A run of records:

..........

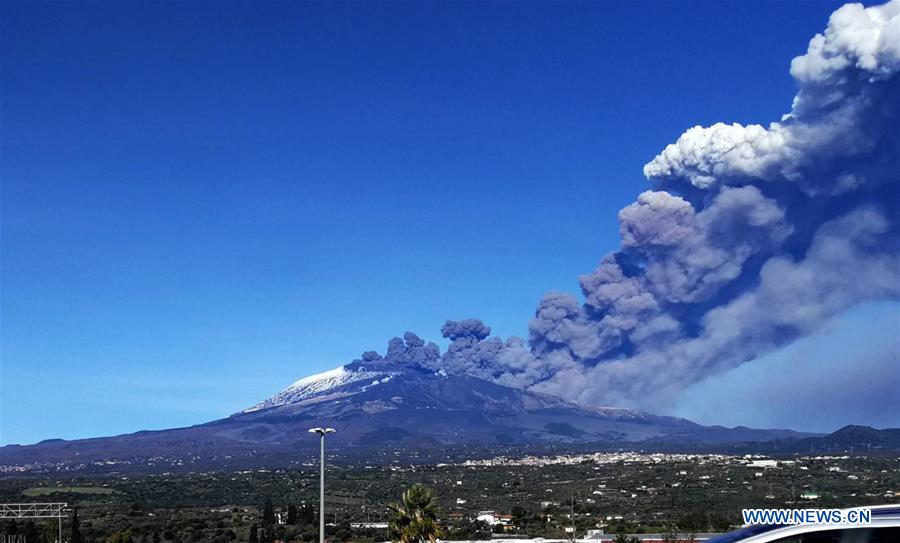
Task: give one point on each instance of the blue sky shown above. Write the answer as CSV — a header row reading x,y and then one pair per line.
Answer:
x,y
204,202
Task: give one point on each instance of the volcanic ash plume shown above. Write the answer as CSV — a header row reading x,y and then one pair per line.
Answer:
x,y
751,237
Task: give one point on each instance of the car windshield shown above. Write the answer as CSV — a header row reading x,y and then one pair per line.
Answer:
x,y
743,533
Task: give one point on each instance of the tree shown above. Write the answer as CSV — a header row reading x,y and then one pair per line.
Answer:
x,y
75,535
415,517
268,514
292,514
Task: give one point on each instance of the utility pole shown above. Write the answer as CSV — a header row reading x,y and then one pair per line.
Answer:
x,y
322,432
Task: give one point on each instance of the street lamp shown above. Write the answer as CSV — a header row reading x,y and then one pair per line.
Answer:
x,y
322,432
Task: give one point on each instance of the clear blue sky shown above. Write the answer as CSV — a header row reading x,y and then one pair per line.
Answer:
x,y
205,201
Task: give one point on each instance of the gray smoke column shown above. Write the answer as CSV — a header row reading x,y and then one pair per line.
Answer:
x,y
751,237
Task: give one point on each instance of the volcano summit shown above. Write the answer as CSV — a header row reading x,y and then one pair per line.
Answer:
x,y
384,408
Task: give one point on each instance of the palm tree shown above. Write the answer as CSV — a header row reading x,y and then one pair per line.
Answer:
x,y
415,517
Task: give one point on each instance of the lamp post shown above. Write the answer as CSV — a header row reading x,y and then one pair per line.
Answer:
x,y
322,432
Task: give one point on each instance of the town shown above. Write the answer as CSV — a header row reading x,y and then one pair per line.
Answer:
x,y
579,496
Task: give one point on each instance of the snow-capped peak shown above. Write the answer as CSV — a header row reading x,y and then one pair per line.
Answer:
x,y
317,385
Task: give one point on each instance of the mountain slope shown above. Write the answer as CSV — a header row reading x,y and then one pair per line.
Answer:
x,y
382,412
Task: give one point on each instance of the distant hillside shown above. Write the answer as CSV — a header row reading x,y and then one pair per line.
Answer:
x,y
385,412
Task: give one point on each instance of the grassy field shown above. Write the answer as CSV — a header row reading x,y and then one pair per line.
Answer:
x,y
47,490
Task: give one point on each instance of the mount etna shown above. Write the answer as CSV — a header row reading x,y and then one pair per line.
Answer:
x,y
387,411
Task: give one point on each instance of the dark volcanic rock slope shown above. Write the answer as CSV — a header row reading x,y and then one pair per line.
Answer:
x,y
384,407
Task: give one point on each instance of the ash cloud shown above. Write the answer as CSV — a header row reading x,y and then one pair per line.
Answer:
x,y
750,237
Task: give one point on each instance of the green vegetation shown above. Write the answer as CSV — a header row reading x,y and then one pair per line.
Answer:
x,y
640,494
48,490
415,518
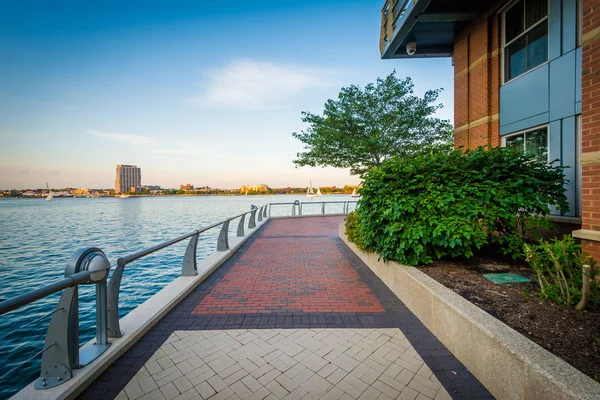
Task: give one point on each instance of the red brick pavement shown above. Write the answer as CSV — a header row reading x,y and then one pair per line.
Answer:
x,y
303,274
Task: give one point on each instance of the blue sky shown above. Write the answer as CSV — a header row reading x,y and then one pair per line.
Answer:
x,y
206,92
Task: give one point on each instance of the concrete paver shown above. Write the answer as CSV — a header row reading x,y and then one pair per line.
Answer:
x,y
293,314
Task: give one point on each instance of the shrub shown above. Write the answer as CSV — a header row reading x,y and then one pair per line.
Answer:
x,y
450,204
559,268
353,230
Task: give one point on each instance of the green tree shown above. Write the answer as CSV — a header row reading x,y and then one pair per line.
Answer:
x,y
366,126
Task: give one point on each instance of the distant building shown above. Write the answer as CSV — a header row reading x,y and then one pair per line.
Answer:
x,y
151,187
254,188
128,177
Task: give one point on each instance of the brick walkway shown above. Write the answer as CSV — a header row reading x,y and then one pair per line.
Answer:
x,y
293,314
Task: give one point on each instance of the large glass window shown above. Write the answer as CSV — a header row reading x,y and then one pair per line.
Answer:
x,y
525,37
533,142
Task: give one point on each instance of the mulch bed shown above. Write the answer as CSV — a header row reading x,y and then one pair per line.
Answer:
x,y
572,335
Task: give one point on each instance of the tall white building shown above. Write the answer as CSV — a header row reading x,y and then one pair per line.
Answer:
x,y
128,177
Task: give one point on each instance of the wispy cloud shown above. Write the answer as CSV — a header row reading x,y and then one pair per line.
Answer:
x,y
124,138
258,85
184,152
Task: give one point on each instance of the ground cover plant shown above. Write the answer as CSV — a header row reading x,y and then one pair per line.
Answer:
x,y
441,204
559,268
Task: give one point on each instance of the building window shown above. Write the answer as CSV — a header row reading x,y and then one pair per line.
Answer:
x,y
533,142
579,23
525,37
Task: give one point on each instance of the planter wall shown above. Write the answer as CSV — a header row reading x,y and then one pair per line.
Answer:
x,y
508,364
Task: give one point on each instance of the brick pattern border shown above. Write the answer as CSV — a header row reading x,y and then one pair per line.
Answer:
x,y
451,373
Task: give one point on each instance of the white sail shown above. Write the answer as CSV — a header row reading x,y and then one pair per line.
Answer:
x,y
49,197
309,192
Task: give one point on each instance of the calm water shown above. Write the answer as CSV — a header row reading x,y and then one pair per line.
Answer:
x,y
38,237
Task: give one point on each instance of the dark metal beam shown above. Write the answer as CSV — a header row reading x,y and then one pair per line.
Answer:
x,y
445,17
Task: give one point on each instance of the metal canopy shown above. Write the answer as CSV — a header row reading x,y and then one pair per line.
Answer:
x,y
432,24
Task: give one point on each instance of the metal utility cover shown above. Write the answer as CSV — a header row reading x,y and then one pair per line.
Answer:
x,y
500,279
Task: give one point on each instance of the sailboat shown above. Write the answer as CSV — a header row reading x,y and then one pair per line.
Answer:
x,y
49,197
309,192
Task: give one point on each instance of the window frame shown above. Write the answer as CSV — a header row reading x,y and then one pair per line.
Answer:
x,y
524,133
579,6
504,44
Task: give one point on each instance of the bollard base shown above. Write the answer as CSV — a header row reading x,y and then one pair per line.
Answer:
x,y
90,353
60,374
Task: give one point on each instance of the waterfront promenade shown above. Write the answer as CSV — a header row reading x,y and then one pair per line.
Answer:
x,y
292,314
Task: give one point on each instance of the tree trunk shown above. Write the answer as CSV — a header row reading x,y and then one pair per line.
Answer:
x,y
585,291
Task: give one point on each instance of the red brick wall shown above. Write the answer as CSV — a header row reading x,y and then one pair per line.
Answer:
x,y
590,134
477,84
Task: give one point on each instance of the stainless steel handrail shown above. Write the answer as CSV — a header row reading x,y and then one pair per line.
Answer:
x,y
299,204
38,294
189,265
61,352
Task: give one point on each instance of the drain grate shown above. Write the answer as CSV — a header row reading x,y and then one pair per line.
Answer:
x,y
500,279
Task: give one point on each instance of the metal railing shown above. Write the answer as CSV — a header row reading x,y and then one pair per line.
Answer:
x,y
297,205
61,353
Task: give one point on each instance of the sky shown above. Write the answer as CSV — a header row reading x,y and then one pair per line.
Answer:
x,y
201,92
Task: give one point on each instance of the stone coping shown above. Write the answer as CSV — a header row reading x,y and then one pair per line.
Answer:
x,y
508,364
135,324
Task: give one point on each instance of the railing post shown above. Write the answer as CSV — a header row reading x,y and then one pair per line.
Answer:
x,y
189,266
61,356
61,346
223,241
241,226
101,313
114,287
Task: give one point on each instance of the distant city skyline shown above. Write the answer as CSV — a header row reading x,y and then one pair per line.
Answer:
x,y
205,92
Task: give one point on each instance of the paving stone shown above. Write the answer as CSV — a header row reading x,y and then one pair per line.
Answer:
x,y
206,390
337,376
279,391
251,383
147,385
287,383
241,390
408,394
378,355
269,376
134,391
169,391
153,395
370,393
327,370
182,384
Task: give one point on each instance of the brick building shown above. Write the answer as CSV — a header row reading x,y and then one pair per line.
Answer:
x,y
526,75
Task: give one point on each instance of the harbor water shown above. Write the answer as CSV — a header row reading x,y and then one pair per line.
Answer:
x,y
37,237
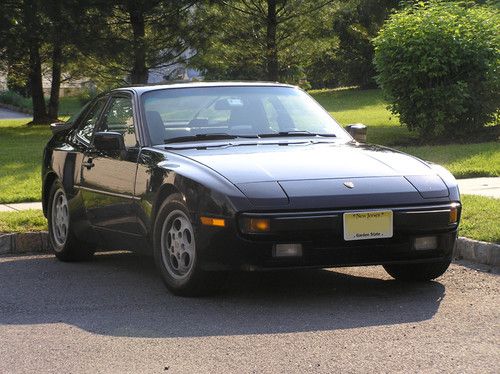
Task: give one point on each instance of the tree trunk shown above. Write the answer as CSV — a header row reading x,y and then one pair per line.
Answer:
x,y
35,63
139,73
57,47
56,81
272,48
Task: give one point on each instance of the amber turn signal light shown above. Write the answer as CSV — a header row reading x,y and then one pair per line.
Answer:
x,y
454,213
209,221
256,225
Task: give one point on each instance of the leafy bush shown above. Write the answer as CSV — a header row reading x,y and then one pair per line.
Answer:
x,y
438,63
13,98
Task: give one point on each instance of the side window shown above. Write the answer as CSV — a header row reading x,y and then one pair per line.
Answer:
x,y
86,128
119,118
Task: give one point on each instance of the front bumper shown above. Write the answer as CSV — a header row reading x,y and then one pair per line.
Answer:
x,y
321,236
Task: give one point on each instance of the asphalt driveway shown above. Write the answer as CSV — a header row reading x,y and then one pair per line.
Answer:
x,y
114,315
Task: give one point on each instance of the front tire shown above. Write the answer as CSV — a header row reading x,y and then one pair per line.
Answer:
x,y
66,247
176,251
417,272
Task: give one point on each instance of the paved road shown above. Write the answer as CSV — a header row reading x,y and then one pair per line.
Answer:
x,y
113,315
10,114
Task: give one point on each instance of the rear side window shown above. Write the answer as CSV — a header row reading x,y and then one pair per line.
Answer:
x,y
86,128
119,118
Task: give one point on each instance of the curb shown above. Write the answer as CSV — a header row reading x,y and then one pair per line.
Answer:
x,y
30,242
477,251
38,242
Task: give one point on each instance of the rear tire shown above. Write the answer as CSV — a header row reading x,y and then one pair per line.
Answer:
x,y
64,244
176,251
417,272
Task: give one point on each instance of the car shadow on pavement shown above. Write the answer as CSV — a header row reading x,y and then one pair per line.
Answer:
x,y
122,295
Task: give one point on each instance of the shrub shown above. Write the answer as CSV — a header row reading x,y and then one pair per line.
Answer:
x,y
438,63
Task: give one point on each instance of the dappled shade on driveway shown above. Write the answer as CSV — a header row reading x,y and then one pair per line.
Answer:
x,y
122,295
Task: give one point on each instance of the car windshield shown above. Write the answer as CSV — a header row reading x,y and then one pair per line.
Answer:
x,y
210,113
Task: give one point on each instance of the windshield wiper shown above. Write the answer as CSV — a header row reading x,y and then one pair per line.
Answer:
x,y
214,136
295,133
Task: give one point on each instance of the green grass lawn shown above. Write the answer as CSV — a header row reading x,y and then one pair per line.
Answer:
x,y
462,160
480,217
24,221
21,150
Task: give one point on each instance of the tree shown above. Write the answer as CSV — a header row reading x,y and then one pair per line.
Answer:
x,y
31,33
356,24
258,39
21,35
134,37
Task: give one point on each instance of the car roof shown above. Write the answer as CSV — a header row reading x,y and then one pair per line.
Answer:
x,y
153,87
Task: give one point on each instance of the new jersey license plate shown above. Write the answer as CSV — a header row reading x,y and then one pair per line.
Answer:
x,y
368,225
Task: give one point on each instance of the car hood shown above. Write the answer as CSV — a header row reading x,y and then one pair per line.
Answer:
x,y
322,175
305,161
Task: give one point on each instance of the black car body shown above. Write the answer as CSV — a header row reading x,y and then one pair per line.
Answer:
x,y
246,195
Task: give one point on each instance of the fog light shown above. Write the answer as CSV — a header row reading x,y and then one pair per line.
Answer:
x,y
210,221
256,225
425,243
287,250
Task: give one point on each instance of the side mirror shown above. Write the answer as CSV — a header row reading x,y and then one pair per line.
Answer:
x,y
109,141
357,131
58,127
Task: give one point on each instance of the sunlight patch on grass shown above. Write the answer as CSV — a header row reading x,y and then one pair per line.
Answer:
x,y
480,218
23,221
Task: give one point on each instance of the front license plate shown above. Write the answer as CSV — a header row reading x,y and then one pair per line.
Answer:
x,y
368,225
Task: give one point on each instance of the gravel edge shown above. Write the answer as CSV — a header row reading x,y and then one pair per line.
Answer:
x,y
37,242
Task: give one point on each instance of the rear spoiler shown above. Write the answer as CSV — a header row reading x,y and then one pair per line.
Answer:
x,y
59,127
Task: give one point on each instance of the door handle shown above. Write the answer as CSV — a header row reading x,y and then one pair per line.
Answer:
x,y
89,164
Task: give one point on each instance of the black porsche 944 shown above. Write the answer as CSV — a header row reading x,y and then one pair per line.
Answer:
x,y
213,177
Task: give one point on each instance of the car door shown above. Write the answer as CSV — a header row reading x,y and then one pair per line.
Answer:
x,y
108,177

..........

The request: In the entries above, find the line containing "Task: give one point on each instance of the fog". Set down that line and every line after it through the last one, exactly and alone.

Exercise response:
Task: give one point on each instance of the fog light shown above. Write the answer as CSV — a header row reading x,y and then one pair per line.
Answer:
x,y
210,221
256,225
425,243
287,250
Task: give one point on each instance of the side mirror shown above. Write the answer as CSV — a header row reading x,y and then one pair per line.
Answer:
x,y
109,141
357,131
58,127
Task: give one point on each instance of the sunlight patch on grass shown above. Write the answer as CSV — a header row reading x,y and then one pair per line.
Answer:
x,y
480,218
23,221
Task: give one point on each instance of the front license plate shown above. Write the answer as CSV — a header row reading x,y and then one pair per line.
Answer:
x,y
368,225
Task: give one point on each instance of the gravel edge shown above. Write the answer as CSV — a header row reading x,y and then one pair per line.
Answer:
x,y
37,242
Task: give one point on each instance of the rear spoiler shown above. Write the answer as CSV — a header row reading x,y and then one pair per line.
Answer:
x,y
59,127
Task: give one point on each instance of the door handle shown above. Write the answer as CSV — a header row reading x,y and then one pair per line.
Answer:
x,y
89,164
Task: give one point on each instance of the black porsche 944 shown above. Write the answer as CSV — a header row reading x,y and then one pair per line.
Answer:
x,y
213,177
Task: give one point on each instance of the car door shown above. Write the answer as CSV — a header row reading x,y and then one pair per line.
Answer:
x,y
108,177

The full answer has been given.